Home News Residential Conveyancing FTT Wrong to Rely on Calculations of Risk Posed by Lack of Space

FTT Wrong to Rely on Calculations of Risk Posed by Lack of Space

The Upper Tribunal (UT) recently set aside a decision of the First-tier Tribunal (FTT) upholding prohibition orders in respect of 15 flats, finding that the FTT had erred in accepting the local authority’s calculation of the risk posed by the lack of space in the flats under the Housing Health and Safety Rating System (HHSRS).

The building in which the flats were situated had formerly been a three-storey office with a shop front before being converted into 15 self-contained flats, which were used to accommodate homeless people. Each of the flats comprised a single room for living, cooking and sleeping, and a small toilet and shower room. As the flats complied with building regulations, the building was not a house in multiple occupation (HMO).

DATA EXCERPT:
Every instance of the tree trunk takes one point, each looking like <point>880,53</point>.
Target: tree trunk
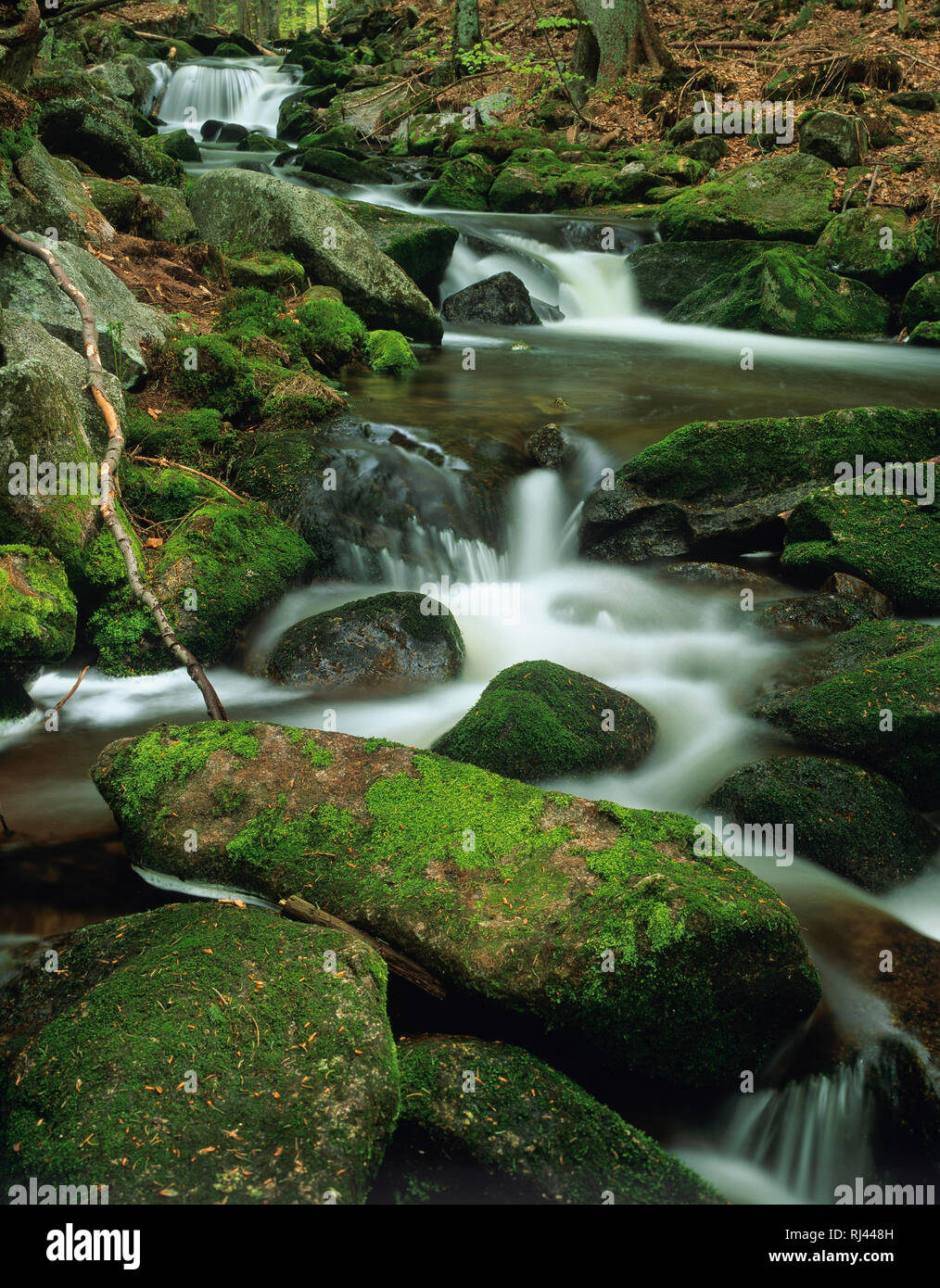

AIM OF THE EXERCISE:
Give every abbreviation that the text on the tribunal decision defines, each with its full form.

TASK OUTPUT:
UT: Upper Tribunal
FTT: First-tier Tribunal
HHSRS: Housing Health and Safety Rating System
HMO: house in multiple occupation